-- Opening Marker --

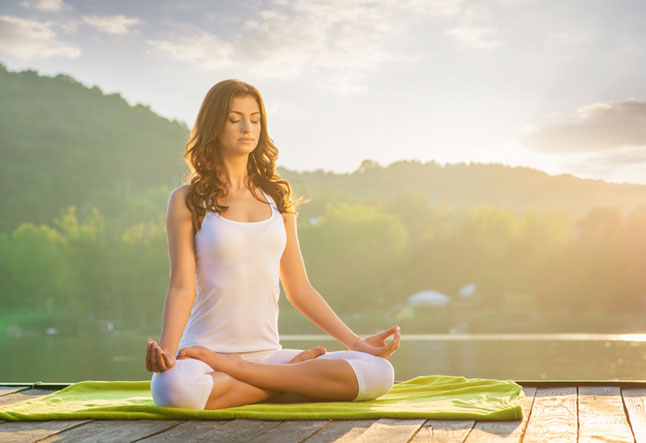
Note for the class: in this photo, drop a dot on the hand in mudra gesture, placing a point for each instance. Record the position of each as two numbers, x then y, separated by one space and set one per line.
376 344
157 359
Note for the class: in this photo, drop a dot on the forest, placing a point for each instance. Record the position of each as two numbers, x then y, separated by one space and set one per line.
86 179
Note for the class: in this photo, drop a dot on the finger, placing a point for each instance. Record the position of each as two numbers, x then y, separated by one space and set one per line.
167 359
388 332
149 365
162 360
155 358
158 358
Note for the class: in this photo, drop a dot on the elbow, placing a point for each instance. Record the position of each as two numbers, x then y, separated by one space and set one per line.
295 297
181 292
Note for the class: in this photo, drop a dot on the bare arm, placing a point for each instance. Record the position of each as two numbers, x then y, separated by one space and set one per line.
302 295
181 288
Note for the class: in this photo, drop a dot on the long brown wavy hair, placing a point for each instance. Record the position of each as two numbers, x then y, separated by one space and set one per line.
203 155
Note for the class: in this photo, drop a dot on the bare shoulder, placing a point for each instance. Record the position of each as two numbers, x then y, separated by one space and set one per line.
289 219
177 201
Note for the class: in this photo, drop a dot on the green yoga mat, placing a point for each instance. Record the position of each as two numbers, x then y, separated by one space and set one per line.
439 397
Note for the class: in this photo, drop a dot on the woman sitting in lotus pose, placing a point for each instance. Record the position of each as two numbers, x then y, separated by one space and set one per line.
231 237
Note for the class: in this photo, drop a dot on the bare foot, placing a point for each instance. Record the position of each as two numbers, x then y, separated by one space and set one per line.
309 354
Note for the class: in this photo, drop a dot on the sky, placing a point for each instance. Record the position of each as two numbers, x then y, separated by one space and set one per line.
558 85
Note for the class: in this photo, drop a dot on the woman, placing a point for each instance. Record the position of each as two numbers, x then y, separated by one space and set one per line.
231 236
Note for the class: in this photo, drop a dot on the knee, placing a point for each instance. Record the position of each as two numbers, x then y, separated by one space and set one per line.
378 377
173 388
386 377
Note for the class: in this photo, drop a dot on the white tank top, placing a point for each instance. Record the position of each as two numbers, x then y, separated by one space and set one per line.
237 274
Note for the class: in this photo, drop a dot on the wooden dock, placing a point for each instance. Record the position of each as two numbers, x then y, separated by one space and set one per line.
586 411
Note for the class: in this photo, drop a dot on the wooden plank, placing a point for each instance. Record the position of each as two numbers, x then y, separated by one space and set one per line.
291 431
6 390
341 431
634 400
507 430
214 430
440 431
553 417
19 431
391 430
114 430
602 416
24 395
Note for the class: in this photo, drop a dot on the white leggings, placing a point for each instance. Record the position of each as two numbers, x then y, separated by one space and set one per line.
188 383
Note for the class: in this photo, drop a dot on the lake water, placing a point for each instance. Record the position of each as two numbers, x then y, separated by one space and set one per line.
60 359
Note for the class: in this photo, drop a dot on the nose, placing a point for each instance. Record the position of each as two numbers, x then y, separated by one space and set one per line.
246 126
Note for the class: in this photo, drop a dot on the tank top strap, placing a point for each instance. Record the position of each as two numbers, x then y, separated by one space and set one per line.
270 200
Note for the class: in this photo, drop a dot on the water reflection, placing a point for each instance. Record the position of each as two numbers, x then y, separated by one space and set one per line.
55 358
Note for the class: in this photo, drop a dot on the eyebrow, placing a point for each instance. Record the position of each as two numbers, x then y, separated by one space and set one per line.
242 113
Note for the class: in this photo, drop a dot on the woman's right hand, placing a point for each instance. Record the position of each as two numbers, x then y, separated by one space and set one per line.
158 360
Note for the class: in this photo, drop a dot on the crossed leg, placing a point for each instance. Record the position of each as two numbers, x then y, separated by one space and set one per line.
228 391
238 382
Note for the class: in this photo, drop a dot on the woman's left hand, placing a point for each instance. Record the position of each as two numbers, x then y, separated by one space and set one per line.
376 344
197 352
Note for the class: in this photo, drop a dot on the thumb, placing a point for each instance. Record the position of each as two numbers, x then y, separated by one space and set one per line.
388 332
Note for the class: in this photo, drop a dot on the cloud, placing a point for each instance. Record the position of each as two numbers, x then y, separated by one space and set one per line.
596 127
45 5
112 24
342 41
471 30
30 39
205 51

-- Closing Marker --

[Work instruction]: Each line above gets copied exactly; leave the pictures out.

[Response for this exercise]:
Note for the class: in this photo, drop a dot on the hand in mudra gesture, placing a point for each instance. Record the position of each as two numbers, x then y, separated by one space and set one per line.
376 344
157 359
Note for the class: in this photo, drop a dot on the forest, placing a point for each instance. Record the position of each as two numbers, x then y, separated by one space and set one per line.
86 179
Note for the class: in this photo, drop a dot on the finger, placing a point for each instance. Record the position of each as two numbers, x then y, separated by one space and set one per line.
167 359
388 332
149 365
162 360
155 358
158 358
Note for the class: in this photo, drop a dot on the elbow, placing a point for each instance. Record the position of each as two numbers, x then y, separated by one space and set one per line.
295 297
181 292
Note for the class: in this photo, drop a dot on the bare arm, placing a point for each instance. Record the position of each as two numbers, x then y, separated by one space and set one per line.
302 295
181 288
Note for the class: in this photo, drop a dot on the long brown wavy hair, placing a point for each instance. Record the position of each as two numbers, x then y, separated by one space and set one per line.
203 155
Note for the class: in this photo, drop a dot on the bare shoulder, placing a point for each instance. Record the position of each as two numbers, x then y, separated by one space and set one per line.
289 219
177 201
Note for the class: in this photo, drop a dot on the green yoga mat, placing a point for each instance. Record the position of each as two numbers, x then y, separated by one space and set one per line.
439 397
Note for the class: in this photo, drop a dot on the woman sitting in lotus pose, placing a point for each instance. Record the position of each as two numbers, x then y, separated by one space and set one per line.
231 237
Note for the class: in this photo, drop a dot on the bare foot, placing a point for each instance. Record the position of each as two numbers, x then y, separated by one space and set one per line.
309 354
Note for the class: in this photo, drop a dot on the sky, placing a point for each instance. Record the position of each as two numbers, x then y, separated by one space and set one per line.
558 85
Note for the class: in this photo, drop a dot on the woman, placing a point for each instance. Record the position of each as two numbers, x then y, separated by one space and set one per line.
231 236
Note for the class: in this photo, drop a dot on the knee, placing a point for each instance. Record the position of each as two numbers, x then y, separated by one space and set one per line.
378 377
173 388
386 377
Note for the class: in this photo, drop a dot on the white tank top, placing a point for each instance. Record the position of each as two numbers, x then y, separated by one space and set one per line.
237 274
Note for the class: in this photo, drop a dot on the wooden dock, placing a point for each instance. Record the position of each as two numbers, x then y, separated by one space and set one per line.
586 411
Note for the class: in this photo, drop a dot on the wooden plank, placing a point for each instance. Record the position of each as two numbers, x then y, separated by one space and set one per line.
291 431
6 390
341 431
634 400
507 430
214 430
440 431
553 417
19 431
391 430
114 430
602 416
24 395
Note for the class: in this photo, drop a dot on the white leggings, placing a point for each instance. Record the position of each as two numbers, x then y, separated by one space and set one per line.
188 383
Note for the class: in this photo, drop a dot on the lake water, placing a point for each instance. Record the position of each as two numbers, x then y, separated by one space and set one per line.
60 359
Note for the class: in this photo, drop a dot on the nose, placing a point for each instance. Record the position of each as two numbers, x then y, separated by one space and set one per line.
246 126
Note for the class: in this photo, drop a dot on the tank top strap, placing a point for each instance. Record the position of each as two numbers, x then y, separated by one space and set one per line.
270 200
Note for the class: in this photo, drop a dot on the water reflection, placing a point for each instance. Record the position of each as two numbers, x then y, separated by one space and set one per line.
55 358
Note for the class: in this photo, drop a dot on the eyebrow, placing a point for each instance. Record the position of each as two numbers, x then y, separated by one space and set one per line.
242 113
Note for the class: in this photo, drop a dot on the woman's right hand, placing a point for each instance. Record the position of each as two numbers, x then y, separated by one space and set one per line.
158 360
Note for the class: in this photo, drop a dot on the crossed leg, placing a point for each instance. Record the position of each as two numbers, x then y, separated by one space and set one per line.
228 391
238 382
Note for the class: in this photo, drop a dot on the woman's left hand, placing a point for each instance. Record the position of each as two numbers, x then y, separated by one space and set one per line.
376 344
197 352
Note for the class: in this photo, drop a dot on the thumb, placing a point for each instance. Record the position of each as two numbers, x then y, separated by one space and set one per line.
388 332
Note for the class: in this photo, drop a dot on the cloud, placing a point for each instance. Record the position of each as two numbers, x then y, separated by one space and set one per line.
596 127
45 5
112 24
342 41
471 30
30 39
205 51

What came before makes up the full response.